◆ Work to be completed:
Show every line in the rows below that contains the word "wall". Case counts.

◆ Rows from an annotation dataset:
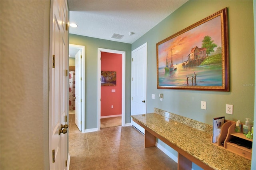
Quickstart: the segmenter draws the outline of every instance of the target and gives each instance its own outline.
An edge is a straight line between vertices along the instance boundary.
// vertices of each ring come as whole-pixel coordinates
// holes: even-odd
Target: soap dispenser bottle
[[[241,124],[240,123],[240,121],[239,120],[236,121],[235,131],[238,133],[241,132]]]
[[[248,120],[250,120],[250,119],[246,118],[246,119],[245,121],[245,124],[243,126],[243,132],[245,134],[247,134],[248,132],[251,131],[251,125],[249,123]]]

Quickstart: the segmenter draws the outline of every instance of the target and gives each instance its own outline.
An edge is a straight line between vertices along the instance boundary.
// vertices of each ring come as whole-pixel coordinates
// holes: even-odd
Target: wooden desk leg
[[[192,162],[185,156],[178,153],[178,170],[187,170],[192,169]]]
[[[145,147],[156,145],[156,136],[145,130]]]

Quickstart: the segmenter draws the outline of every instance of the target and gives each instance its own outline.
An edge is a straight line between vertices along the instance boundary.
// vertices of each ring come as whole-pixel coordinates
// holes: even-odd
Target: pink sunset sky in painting
[[[170,58],[172,49],[174,65],[182,63],[182,57],[183,61],[186,61],[191,49],[196,46],[201,48],[202,41],[206,36],[212,38],[212,40],[217,44],[217,47],[222,47],[220,16],[159,45],[158,67],[165,66],[167,53]],[[216,48],[214,48],[214,50]]]

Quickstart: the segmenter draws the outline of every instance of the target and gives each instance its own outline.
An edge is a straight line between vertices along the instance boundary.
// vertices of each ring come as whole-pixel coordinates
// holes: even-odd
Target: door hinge
[[[55,55],[52,55],[52,68],[55,68]]]
[[[55,162],[55,150],[52,150],[52,163]]]

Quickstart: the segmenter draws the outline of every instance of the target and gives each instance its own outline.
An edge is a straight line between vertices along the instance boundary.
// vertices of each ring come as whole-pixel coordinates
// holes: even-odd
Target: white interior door
[[[76,54],[76,125],[82,130],[82,51],[80,49]]]
[[[65,170],[67,160],[67,134],[60,134],[61,125],[67,123],[68,9],[66,0],[51,3],[49,68],[50,169]]]
[[[132,51],[131,115],[147,113],[147,43]],[[145,129],[132,121],[132,125],[143,133]]]

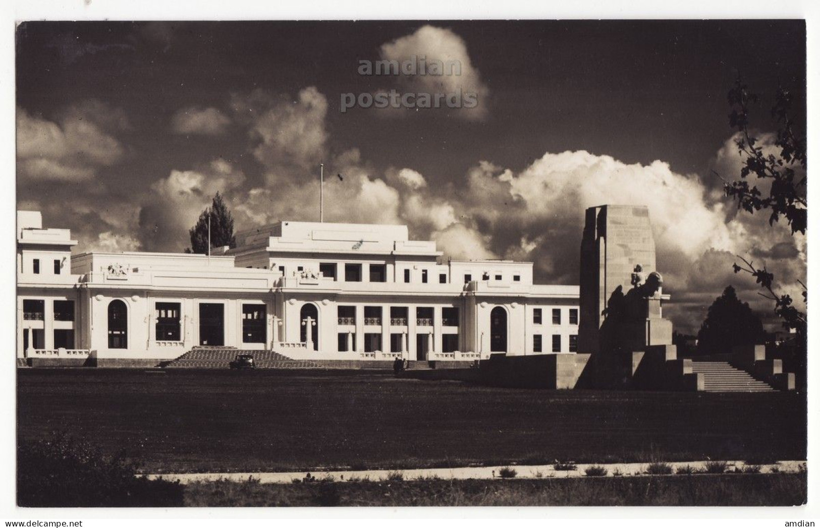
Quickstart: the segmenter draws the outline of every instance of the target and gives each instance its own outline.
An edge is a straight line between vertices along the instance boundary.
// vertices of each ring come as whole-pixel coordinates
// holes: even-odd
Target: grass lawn
[[[805,474],[697,475],[546,480],[259,484],[198,482],[185,506],[794,506]]]
[[[805,397],[786,393],[499,389],[362,371],[26,369],[17,396],[19,441],[65,431],[124,448],[148,472],[806,457]]]

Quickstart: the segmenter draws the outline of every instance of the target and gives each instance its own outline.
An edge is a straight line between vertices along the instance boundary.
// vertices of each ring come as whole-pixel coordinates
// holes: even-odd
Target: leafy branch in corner
[[[769,225],[783,216],[791,227],[792,234],[800,231],[805,234],[806,142],[805,138],[795,131],[797,123],[791,114],[792,93],[778,89],[772,108],[772,116],[780,125],[774,142],[780,149],[780,156],[765,154],[758,138],[749,132],[749,107],[758,102],[758,96],[749,91],[740,77],[729,91],[728,100],[731,105],[729,124],[740,133],[736,144],[739,153],[744,157],[744,164],[740,180],[724,180],[727,196],[736,198],[738,208],[743,207],[749,213],[770,210]],[[800,167],[802,170],[795,171]],[[757,184],[749,184],[749,175],[761,180],[771,180],[768,196],[764,196]]]
[[[737,257],[743,261],[744,266],[738,266],[736,262],[733,264],[732,268],[735,270],[735,273],[743,271],[745,273],[749,273],[754,277],[756,282],[760,284],[762,288],[764,288],[767,291],[768,291],[768,294],[759,293],[758,294],[761,297],[774,301],[774,312],[778,316],[780,316],[781,319],[783,320],[783,325],[786,328],[795,330],[801,336],[805,335],[806,327],[808,325],[806,314],[794,307],[790,295],[778,295],[774,291],[774,289],[772,288],[774,275],[766,271],[766,266],[763,266],[763,269],[758,269],[754,267],[752,262],[747,261],[743,257],[738,255]],[[803,302],[804,304],[808,305],[809,298],[806,285],[803,284],[802,281],[798,280],[798,282],[803,287]]]

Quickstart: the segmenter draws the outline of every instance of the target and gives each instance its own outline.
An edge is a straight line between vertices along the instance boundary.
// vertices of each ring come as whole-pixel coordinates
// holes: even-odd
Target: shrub
[[[706,462],[706,472],[711,474],[725,473],[728,467],[725,462],[721,460],[710,460]]]
[[[123,453],[105,456],[66,435],[17,447],[17,503],[22,507],[182,506],[178,480],[136,476]]]
[[[499,470],[499,476],[503,479],[512,479],[515,478],[515,476],[518,474],[518,471],[515,471],[512,467],[504,467]]]
[[[331,484],[332,480],[322,479],[319,483],[314,502],[318,506],[339,506],[342,498],[339,494],[338,486]]]
[[[603,466],[590,466],[584,470],[586,476],[606,476],[609,474],[609,470]]]
[[[672,464],[667,462],[652,462],[646,467],[649,475],[672,475]]]
[[[387,474],[387,480],[394,482],[401,482],[404,480],[404,474],[401,471],[390,471]]]

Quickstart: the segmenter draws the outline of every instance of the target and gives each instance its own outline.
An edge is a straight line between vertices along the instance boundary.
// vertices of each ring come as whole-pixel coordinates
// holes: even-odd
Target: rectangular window
[[[54,301],[54,321],[74,321],[74,301]]]
[[[46,348],[46,331],[42,328],[31,330],[31,348],[34,350],[44,350]]]
[[[356,335],[348,332],[339,333],[339,352],[355,352],[356,351]],[[348,339],[350,339],[349,347]]]
[[[180,303],[157,303],[154,307],[157,316],[157,340],[181,341],[180,332],[181,304]]]
[[[403,334],[390,334],[390,352],[406,352],[402,349]]]
[[[385,264],[371,264],[370,281],[387,282],[387,266]]]
[[[408,307],[406,306],[390,307],[390,324],[394,326],[407,326]]]
[[[416,308],[416,324],[419,326],[433,325],[433,308],[418,307]]]
[[[355,325],[356,324],[356,307],[354,306],[339,306],[339,325]]]
[[[243,343],[265,343],[267,340],[266,314],[264,304],[242,305]]]
[[[46,311],[46,302],[43,299],[23,299],[23,319],[43,321]]]
[[[366,306],[364,307],[364,324],[380,325],[381,324],[381,307]]]
[[[441,351],[445,354],[452,354],[458,350],[458,335],[444,334],[441,336]]]
[[[333,262],[320,262],[319,273],[326,279],[336,280],[336,265]]]
[[[381,334],[365,334],[364,351],[365,352],[381,351]]]
[[[54,330],[54,348],[69,350],[74,348],[74,330],[56,329]]]
[[[458,326],[458,308],[456,307],[441,308],[441,324],[444,326]]]
[[[362,265],[345,264],[344,280],[348,282],[362,282]]]

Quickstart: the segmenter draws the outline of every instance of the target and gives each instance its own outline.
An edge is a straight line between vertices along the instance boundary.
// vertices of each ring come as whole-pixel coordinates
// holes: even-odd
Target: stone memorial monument
[[[586,210],[581,246],[578,349],[632,352],[672,344],[663,319],[663,278],[645,206],[604,205]]]

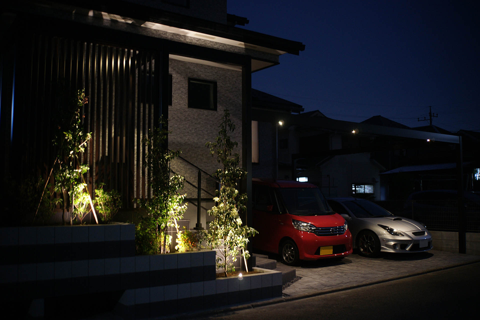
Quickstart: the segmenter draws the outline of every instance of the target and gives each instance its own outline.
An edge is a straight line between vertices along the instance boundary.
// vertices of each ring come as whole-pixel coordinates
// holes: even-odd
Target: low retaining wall
[[[1,306],[19,318],[111,306],[141,319],[282,296],[279,272],[216,278],[215,251],[135,256],[132,224],[0,228],[0,255]]]
[[[430,231],[433,249],[450,252],[458,252],[458,233]],[[480,233],[467,233],[467,253],[480,255]]]

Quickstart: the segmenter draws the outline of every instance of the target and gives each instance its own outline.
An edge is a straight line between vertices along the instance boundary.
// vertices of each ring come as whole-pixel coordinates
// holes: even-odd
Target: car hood
[[[325,215],[295,215],[290,214],[292,219],[312,224],[316,227],[328,227],[343,225],[345,219],[338,213]]]
[[[360,220],[376,225],[383,225],[398,230],[407,232],[417,230],[426,230],[423,225],[410,219],[392,216],[379,218],[359,218]]]

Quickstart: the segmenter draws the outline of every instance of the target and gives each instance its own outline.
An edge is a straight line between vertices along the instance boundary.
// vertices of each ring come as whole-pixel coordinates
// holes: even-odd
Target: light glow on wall
[[[252,162],[258,163],[258,121],[252,121]]]

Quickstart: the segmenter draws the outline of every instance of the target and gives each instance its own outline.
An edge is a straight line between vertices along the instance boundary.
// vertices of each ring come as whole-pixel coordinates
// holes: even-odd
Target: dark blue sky
[[[477,1],[480,2],[480,1]],[[480,6],[473,1],[228,0],[245,27],[300,41],[299,56],[253,74],[252,86],[361,121],[480,130]]]

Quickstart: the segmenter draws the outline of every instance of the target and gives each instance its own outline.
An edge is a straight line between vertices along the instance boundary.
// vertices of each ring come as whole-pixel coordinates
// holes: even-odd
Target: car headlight
[[[378,226],[381,227],[386,230],[387,232],[392,236],[401,236],[402,237],[403,237],[403,235],[402,234],[401,232],[396,231],[393,228],[391,228],[389,226],[384,225],[378,225]]]
[[[300,231],[313,232],[316,228],[316,227],[312,224],[303,222],[303,221],[294,220],[292,219],[292,222],[293,223],[293,227],[297,230],[300,230]]]

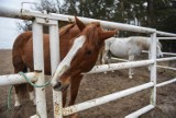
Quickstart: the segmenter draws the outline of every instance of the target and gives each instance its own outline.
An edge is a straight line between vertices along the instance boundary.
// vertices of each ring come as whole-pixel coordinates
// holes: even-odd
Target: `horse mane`
[[[88,42],[88,44],[90,45],[95,44],[98,46],[98,32],[96,32],[96,30],[98,28],[97,27],[95,28],[96,25],[99,25],[99,23],[94,22],[89,24],[88,25],[89,28],[84,30],[81,35],[85,35],[87,37],[86,40]]]
[[[129,37],[129,42],[131,44],[136,44],[141,46],[142,48],[148,48],[150,47],[150,38],[143,37],[143,36],[131,36]]]
[[[63,26],[59,28],[59,36],[66,34],[72,27],[74,27],[76,24],[73,23],[73,24],[68,24],[66,26]]]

◆ Solution to this problem:
Target: low retaining wall
Target: light glow on wall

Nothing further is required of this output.